## Page text
UNITED STATES
                       SECURITIES AND EXCHANGE COMMISSION
                             WASHINGTON, D.C. 20549

                                    FORM 8-K

                                 CURRENT REPORT
     PURSUANT TO SECTION 13 OR 15(d) OF THE SECURITIES EXCHANGE ACT OF 1934



Date of Report (Date of earliest event reported)   DECEMBER 10, 2004

                                  PULITZER INC.
             (Exact name of registrant as specified in its charter)

           DELAWARE                    1-9329              43-1819711
  (State or other jurisdiction      (Commission           (IRS Employer
       of incorporation)            File Number)        Identification No.)


    900 NORTH TUCKER BOULEVARD, ST. LOUIS, MISSOURI             63101
        (Address of principal executive offices)              (Zip Code)

Registrant's telephone number, including area code:  (314) 340-8000



         (Former name or former address, if changed since last report.)


Check the appropriate box below if the Form 8-K filing is intended to
simultaneously satisfy the filing obligation of the registrant under any of the
following provisions (see General Instruction A.2. below):

[ ] Written communications pursuant to Rule 425 under the Securities Act (17 CFR
230.425)

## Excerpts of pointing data
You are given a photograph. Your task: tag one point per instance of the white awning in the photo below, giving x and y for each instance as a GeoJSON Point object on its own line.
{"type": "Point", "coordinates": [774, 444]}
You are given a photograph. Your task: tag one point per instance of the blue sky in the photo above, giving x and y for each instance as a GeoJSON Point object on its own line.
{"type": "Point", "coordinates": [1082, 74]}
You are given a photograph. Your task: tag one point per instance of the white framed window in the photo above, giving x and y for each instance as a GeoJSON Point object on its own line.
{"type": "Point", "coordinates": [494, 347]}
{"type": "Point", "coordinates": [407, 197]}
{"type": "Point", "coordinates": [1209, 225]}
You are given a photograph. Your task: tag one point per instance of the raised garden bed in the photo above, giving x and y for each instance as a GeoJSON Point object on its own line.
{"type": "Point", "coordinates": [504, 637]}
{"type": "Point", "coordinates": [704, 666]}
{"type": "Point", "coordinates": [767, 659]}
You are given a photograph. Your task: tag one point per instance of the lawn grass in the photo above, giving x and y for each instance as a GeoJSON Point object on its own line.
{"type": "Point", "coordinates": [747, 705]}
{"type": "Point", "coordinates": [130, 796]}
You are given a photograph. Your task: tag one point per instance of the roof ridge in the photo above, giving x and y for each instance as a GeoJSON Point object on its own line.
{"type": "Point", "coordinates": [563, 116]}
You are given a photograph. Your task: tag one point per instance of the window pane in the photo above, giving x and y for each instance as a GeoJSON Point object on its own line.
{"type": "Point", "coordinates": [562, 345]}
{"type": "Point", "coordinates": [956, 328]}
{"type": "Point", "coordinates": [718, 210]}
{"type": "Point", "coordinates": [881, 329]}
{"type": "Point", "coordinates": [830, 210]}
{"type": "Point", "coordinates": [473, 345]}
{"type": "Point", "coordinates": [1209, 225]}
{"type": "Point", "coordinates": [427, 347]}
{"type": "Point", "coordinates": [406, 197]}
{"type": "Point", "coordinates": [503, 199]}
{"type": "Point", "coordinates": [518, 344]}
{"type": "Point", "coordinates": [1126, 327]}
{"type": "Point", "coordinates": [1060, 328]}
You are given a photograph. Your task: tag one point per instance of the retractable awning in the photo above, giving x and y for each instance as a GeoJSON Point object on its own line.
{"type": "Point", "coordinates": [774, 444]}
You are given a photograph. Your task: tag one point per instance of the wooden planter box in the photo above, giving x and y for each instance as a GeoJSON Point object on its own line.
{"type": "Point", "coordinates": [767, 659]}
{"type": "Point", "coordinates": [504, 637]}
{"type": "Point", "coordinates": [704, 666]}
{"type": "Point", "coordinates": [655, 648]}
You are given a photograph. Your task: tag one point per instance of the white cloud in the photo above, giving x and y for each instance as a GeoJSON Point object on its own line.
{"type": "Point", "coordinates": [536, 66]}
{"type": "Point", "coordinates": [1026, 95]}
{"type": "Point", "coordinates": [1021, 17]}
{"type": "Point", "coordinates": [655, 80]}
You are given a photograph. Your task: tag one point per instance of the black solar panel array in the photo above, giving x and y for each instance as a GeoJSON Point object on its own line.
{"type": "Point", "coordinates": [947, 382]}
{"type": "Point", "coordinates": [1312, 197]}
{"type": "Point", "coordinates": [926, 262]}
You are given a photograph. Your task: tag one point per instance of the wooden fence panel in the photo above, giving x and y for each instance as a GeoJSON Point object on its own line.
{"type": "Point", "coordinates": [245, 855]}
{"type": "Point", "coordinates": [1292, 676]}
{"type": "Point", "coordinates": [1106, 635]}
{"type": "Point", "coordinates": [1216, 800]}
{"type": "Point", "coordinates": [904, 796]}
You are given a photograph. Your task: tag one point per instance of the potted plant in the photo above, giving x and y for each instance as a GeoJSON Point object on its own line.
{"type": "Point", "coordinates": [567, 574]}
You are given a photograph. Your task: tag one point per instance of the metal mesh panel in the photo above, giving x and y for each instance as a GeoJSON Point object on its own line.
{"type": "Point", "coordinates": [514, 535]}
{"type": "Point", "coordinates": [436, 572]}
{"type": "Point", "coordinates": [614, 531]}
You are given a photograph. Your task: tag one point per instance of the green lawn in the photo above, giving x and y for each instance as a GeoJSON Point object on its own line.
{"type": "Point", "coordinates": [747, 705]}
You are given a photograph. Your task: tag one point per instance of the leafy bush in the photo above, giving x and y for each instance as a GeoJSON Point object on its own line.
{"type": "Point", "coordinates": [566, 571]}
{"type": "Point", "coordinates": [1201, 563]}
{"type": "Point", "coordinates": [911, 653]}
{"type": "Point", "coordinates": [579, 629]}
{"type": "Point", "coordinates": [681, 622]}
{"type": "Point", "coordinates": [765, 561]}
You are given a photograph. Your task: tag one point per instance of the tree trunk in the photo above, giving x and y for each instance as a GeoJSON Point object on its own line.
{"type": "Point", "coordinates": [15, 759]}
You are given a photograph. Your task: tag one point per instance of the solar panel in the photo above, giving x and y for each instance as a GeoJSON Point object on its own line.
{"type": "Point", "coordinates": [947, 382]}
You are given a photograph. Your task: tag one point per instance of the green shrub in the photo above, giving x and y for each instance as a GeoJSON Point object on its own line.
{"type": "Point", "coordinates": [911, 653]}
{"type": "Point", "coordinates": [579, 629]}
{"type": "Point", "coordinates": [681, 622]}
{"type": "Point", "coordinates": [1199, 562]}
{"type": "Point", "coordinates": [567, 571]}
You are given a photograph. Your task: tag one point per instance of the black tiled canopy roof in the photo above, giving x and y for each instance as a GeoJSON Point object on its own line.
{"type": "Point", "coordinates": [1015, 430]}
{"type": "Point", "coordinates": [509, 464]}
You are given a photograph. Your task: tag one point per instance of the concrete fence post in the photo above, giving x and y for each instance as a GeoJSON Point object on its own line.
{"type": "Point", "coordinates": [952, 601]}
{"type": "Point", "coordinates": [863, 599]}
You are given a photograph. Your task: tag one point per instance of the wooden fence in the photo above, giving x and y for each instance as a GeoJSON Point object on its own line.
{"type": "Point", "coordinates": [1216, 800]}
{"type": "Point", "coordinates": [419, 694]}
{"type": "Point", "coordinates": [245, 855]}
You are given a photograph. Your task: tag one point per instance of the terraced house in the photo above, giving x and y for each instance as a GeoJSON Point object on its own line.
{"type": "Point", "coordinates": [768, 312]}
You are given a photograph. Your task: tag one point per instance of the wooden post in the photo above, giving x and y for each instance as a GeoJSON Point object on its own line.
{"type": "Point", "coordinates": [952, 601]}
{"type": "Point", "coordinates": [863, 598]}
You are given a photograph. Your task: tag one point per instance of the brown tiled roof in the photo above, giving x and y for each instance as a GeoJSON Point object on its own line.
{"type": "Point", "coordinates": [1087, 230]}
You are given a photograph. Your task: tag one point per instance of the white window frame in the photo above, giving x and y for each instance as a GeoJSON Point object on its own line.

## Parts of the exercise
- 1) Output the part of the Pulitzer Inc. filing between "900 NORTH TUCKER" and "since last report.)", inclusive.
- 2) Tally the lines of the records that contain the string "lawn", matching case exactly, and give only the number.
The filing text and the records come from unrelated sources.

## Results
- 1)
900 NORTH TUCKER BOULEVARD, ST. LOUIS, MISSOURI             63101
        (Address of principal executive offices)              (Zip Code)

Registrant's telephone number, including area code:  (314) 340-8000



         (Former name or former address, if changed since last report.)

- 2) 2